» **What is expected**
Reproduce the lines of the material below word for word, from the line containing "of the jacket" up to and including the line containing "point(293, 417)".

» **Position annotation records**
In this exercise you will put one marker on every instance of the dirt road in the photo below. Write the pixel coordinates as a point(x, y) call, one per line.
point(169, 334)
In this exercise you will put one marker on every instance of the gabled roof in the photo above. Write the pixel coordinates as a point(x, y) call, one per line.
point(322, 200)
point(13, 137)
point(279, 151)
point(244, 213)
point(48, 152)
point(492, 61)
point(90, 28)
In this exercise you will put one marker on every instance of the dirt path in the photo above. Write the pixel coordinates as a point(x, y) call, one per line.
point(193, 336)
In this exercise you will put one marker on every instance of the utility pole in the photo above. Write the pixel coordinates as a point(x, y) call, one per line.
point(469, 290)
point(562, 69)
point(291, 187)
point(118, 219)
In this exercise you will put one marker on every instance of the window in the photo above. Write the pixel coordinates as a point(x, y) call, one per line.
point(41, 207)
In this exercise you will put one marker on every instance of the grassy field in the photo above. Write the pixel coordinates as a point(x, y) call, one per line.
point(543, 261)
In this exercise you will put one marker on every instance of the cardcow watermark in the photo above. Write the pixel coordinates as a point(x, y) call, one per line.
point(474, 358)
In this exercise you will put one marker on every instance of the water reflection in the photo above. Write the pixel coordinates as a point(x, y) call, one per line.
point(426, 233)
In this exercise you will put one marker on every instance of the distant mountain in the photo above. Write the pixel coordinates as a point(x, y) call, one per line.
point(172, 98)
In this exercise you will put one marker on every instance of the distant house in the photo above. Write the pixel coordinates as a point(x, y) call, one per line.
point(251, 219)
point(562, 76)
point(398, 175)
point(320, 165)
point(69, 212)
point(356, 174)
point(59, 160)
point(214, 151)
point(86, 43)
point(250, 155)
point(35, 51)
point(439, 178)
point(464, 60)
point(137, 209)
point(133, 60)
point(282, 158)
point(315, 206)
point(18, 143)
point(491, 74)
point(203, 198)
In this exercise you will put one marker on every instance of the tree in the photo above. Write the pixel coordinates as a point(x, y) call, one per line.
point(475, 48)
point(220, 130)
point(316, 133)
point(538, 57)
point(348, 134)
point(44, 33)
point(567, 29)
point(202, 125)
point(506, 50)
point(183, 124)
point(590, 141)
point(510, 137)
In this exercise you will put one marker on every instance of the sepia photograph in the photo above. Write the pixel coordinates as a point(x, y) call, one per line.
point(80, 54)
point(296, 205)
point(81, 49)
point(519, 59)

* * *

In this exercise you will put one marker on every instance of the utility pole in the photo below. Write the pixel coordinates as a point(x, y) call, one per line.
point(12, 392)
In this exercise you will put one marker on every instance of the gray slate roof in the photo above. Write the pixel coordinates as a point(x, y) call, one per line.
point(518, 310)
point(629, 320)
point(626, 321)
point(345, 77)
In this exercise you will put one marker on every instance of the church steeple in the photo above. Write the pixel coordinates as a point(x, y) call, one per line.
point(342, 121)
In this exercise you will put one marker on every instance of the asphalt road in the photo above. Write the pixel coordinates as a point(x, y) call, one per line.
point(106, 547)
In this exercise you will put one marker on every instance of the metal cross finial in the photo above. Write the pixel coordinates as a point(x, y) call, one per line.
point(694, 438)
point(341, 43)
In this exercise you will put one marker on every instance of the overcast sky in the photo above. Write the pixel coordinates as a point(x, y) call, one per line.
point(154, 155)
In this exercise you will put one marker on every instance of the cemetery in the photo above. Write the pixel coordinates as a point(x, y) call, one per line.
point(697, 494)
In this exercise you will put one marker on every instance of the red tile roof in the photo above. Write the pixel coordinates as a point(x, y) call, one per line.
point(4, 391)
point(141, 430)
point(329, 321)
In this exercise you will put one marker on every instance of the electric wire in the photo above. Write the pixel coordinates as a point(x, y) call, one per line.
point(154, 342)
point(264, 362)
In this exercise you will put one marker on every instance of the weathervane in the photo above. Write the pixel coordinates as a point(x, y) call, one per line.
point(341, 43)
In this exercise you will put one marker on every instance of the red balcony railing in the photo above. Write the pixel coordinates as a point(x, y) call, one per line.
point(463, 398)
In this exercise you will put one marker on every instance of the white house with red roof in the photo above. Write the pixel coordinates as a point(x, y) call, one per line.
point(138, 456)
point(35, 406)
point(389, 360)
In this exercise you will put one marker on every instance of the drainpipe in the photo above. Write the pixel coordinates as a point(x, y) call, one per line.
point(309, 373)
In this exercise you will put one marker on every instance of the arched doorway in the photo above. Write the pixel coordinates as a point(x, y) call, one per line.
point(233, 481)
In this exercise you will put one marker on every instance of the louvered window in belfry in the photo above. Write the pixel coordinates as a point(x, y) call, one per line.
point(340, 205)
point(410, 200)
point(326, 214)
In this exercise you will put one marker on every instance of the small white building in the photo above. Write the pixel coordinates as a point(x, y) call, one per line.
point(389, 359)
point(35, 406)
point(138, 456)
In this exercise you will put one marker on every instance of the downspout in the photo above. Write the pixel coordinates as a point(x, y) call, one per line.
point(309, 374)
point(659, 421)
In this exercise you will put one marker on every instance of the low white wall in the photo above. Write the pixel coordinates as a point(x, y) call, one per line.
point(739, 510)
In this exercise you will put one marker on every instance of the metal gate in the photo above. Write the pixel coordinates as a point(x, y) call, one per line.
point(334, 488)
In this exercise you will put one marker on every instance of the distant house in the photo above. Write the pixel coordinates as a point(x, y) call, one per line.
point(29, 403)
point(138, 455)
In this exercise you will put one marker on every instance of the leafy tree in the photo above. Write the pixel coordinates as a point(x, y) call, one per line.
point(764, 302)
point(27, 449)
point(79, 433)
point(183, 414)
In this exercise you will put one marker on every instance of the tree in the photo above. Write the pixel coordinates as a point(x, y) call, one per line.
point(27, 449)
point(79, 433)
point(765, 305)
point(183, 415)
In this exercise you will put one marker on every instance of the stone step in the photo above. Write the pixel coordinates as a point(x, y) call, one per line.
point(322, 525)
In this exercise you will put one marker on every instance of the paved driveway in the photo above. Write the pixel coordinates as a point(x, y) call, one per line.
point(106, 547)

...

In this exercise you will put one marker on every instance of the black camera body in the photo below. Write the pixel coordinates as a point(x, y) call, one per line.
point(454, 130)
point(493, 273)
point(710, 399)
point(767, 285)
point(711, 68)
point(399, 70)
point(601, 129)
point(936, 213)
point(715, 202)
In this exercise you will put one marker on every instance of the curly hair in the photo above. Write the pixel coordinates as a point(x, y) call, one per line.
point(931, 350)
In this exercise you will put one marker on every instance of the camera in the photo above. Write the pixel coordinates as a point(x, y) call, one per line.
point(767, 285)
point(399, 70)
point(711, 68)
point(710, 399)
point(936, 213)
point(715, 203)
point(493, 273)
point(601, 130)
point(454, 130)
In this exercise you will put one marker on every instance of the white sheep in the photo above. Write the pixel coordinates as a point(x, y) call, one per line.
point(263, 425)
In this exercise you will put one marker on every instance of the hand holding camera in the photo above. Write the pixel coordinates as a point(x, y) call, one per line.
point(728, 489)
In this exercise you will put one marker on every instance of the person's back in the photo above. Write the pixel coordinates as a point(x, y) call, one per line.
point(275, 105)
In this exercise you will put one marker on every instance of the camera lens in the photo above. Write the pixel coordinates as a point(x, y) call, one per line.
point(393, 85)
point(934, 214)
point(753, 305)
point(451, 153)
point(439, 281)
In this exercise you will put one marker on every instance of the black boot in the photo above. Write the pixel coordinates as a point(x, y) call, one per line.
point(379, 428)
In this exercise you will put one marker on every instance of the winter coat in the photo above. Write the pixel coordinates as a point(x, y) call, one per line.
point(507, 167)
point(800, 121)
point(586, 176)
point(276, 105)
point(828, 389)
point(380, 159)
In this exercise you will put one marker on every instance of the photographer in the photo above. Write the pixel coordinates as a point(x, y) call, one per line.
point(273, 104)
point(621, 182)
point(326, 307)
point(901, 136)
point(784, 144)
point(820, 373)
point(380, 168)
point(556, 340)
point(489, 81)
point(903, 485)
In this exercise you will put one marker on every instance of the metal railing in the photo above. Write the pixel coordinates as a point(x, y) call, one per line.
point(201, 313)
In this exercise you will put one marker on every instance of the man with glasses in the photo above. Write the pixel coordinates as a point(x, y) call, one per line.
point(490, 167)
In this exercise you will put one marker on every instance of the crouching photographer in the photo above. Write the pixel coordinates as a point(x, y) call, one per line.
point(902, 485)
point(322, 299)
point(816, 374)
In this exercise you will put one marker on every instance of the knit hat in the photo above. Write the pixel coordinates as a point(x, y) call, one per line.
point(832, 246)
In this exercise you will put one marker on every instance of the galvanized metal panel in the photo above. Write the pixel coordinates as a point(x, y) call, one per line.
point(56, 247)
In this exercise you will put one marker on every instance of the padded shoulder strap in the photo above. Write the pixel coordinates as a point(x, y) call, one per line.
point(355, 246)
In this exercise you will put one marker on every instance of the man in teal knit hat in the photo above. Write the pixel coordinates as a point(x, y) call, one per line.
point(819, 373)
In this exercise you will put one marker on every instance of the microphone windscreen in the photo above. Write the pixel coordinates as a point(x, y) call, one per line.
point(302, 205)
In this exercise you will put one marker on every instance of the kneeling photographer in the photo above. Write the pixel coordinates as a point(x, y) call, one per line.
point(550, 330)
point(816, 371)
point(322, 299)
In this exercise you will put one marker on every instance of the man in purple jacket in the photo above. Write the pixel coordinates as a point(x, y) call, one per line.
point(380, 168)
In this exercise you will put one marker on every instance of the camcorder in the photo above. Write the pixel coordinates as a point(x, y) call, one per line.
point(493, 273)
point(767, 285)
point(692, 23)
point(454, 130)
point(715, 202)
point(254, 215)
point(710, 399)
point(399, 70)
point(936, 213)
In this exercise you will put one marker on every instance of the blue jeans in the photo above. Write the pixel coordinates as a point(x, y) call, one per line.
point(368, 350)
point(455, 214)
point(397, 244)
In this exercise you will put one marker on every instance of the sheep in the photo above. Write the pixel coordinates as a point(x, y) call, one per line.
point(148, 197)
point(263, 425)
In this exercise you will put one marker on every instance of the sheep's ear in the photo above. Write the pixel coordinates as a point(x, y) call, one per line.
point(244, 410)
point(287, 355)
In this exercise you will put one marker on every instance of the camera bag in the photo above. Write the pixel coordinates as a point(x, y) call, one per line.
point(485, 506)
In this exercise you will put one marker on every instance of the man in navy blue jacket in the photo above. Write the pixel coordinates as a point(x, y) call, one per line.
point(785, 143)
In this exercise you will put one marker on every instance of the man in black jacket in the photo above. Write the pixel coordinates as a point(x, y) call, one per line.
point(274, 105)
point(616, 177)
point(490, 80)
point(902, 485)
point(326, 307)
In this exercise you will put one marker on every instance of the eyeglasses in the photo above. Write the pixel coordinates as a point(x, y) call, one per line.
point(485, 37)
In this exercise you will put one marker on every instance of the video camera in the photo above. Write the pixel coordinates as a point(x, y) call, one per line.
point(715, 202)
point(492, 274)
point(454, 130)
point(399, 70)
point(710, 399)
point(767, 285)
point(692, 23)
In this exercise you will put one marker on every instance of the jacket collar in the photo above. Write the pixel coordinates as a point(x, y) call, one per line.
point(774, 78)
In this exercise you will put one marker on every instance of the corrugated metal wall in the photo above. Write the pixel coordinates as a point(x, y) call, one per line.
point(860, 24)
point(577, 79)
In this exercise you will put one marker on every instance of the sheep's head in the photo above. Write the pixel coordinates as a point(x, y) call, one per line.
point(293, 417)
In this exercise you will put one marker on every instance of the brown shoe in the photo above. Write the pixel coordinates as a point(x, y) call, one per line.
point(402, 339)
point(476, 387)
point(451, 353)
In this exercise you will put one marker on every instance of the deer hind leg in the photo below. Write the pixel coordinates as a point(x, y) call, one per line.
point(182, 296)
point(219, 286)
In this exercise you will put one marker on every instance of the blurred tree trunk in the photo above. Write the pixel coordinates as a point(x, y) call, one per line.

» **The answer**
In this exercise you will put one marker on every instance of the jacket collar in the photo above. Write the pixel coordinates as a point(x, y) call, one per line.
point(774, 78)
In this exercise you will put one marker on every instance of the corrugated metal wall in the photo above. Write the pixel coordinates as a point(x, y) call, one per line.
point(860, 24)
point(577, 79)
In this exercise you will put one marker on every instance of the sheep's head in the photo above. Write the pixel coordinates as a point(x, y) call, one per line.
point(293, 417)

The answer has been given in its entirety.